Stated problem
From the dictionary format excerpt below, list every language code given as a translation marker, each with the language it stands for.

Translation marked by lowercase ISO 639-1 code with ``:`` (colon) character,
like:

* ``en:`` - English
* ``ru:`` - Russian
* ``uk:`` - Ukrainian
* ``la:`` - Latin

Example marked by lowercase ISO 639-1 code with ``>`` (greater) character.

Explanation or glossary marked by lowercase ISO 639-1 code with ``=`` (equal)
character.

Pronunciation variants marked by:

* ``Am`` - American
* ``Br`` - Great Britain
* ``Au`` - Australian

``rare`` attribute to first headword used as marker that word has low frequency.
SRS file writers skip entries marked as ``rare``. I found it convenient to check
frequency with:

https://books.google.com/ngrams/
  Google N-grams from books 1800-2010.

For cut-off point I chose ``beseech`` word. All less frequent words receive
``rare`` marker.

C5 dictionary source file format
================================

For source file format used dictd C5 file format. See::

  $ man 1 dictfmt

Shortly:

 * Headwords was preceded by 5 or more underscore characters ``_`` and a blank
   line.
 * Article may have several headwords, in that case they are placed in one line
   and separated by ``;<SPACE>``.
 * All text until the next headword is considered as the definition.

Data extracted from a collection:

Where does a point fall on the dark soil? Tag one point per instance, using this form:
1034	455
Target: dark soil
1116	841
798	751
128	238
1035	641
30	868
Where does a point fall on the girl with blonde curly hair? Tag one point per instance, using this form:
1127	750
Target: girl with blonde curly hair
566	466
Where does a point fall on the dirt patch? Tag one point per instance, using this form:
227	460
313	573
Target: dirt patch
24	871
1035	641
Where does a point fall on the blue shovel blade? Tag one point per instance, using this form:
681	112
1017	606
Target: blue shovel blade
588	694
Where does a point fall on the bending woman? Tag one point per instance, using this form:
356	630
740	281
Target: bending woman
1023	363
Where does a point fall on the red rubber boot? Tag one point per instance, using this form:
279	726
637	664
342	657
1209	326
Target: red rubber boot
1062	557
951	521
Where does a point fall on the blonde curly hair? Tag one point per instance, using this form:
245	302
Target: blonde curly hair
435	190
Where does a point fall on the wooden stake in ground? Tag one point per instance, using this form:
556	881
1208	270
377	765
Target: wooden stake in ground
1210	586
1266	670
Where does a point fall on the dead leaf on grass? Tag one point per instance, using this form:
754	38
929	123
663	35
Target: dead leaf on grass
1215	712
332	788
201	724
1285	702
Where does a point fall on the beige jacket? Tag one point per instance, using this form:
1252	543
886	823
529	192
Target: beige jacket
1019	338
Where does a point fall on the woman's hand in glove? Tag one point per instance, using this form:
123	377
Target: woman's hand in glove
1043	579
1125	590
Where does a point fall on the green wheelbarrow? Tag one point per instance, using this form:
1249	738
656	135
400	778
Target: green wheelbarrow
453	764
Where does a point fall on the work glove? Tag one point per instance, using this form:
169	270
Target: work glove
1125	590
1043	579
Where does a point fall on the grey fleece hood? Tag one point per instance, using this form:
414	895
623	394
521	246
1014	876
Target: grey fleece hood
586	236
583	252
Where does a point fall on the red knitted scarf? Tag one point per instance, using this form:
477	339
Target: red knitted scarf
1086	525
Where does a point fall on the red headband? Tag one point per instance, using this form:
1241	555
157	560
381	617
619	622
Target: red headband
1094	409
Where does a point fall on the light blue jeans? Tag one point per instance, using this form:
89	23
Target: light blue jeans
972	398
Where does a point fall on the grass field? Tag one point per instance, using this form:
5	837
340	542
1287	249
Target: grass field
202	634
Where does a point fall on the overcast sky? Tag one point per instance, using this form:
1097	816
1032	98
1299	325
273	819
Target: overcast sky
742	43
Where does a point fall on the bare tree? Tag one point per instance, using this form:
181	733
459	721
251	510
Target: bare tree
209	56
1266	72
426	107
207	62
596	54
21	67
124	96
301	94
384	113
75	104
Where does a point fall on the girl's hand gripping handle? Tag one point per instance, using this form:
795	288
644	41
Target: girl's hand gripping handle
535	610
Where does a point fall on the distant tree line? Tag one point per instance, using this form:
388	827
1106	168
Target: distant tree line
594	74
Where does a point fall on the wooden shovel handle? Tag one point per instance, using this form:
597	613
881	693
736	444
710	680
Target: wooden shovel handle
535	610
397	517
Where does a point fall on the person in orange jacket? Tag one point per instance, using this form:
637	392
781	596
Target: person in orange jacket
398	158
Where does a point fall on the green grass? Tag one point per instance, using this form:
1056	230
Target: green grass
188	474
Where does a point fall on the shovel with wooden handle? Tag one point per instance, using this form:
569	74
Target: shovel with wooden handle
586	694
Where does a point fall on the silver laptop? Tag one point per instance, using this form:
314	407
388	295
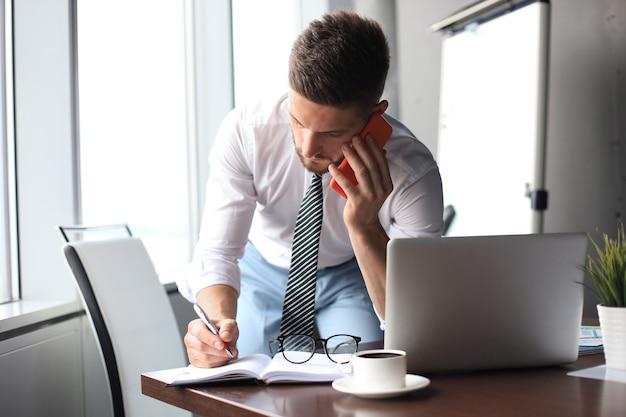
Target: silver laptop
487	302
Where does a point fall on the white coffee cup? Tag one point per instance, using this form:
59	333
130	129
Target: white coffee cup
377	369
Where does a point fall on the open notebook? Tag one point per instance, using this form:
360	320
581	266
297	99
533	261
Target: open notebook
473	303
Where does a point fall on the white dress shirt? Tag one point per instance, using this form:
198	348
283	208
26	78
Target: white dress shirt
256	184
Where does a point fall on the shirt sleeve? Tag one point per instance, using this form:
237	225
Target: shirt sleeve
228	212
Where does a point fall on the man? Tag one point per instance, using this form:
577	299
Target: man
337	73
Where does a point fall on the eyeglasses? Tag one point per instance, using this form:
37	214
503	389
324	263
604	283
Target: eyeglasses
299	348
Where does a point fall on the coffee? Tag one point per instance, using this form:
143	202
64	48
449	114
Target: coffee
378	369
380	355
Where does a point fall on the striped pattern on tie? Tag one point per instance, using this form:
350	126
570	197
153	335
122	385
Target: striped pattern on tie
299	305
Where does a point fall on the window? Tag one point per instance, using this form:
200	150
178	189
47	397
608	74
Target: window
492	118
263	32
8	265
133	141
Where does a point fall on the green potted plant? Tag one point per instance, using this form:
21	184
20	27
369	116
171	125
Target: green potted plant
607	269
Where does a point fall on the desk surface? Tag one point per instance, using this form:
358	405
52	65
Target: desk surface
526	392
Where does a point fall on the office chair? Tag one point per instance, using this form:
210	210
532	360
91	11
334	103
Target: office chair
131	314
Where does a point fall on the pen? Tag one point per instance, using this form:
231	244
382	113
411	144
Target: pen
211	326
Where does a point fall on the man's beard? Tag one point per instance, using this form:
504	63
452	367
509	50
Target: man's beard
313	166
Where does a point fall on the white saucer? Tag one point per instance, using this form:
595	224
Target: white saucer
413	383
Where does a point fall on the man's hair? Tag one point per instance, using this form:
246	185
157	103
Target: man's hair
341	61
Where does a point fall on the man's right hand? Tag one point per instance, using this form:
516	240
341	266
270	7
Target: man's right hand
206	350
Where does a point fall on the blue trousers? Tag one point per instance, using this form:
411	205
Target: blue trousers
342	304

Reply
en: English
ru: Russian
uk: Ukrainian
la: Latin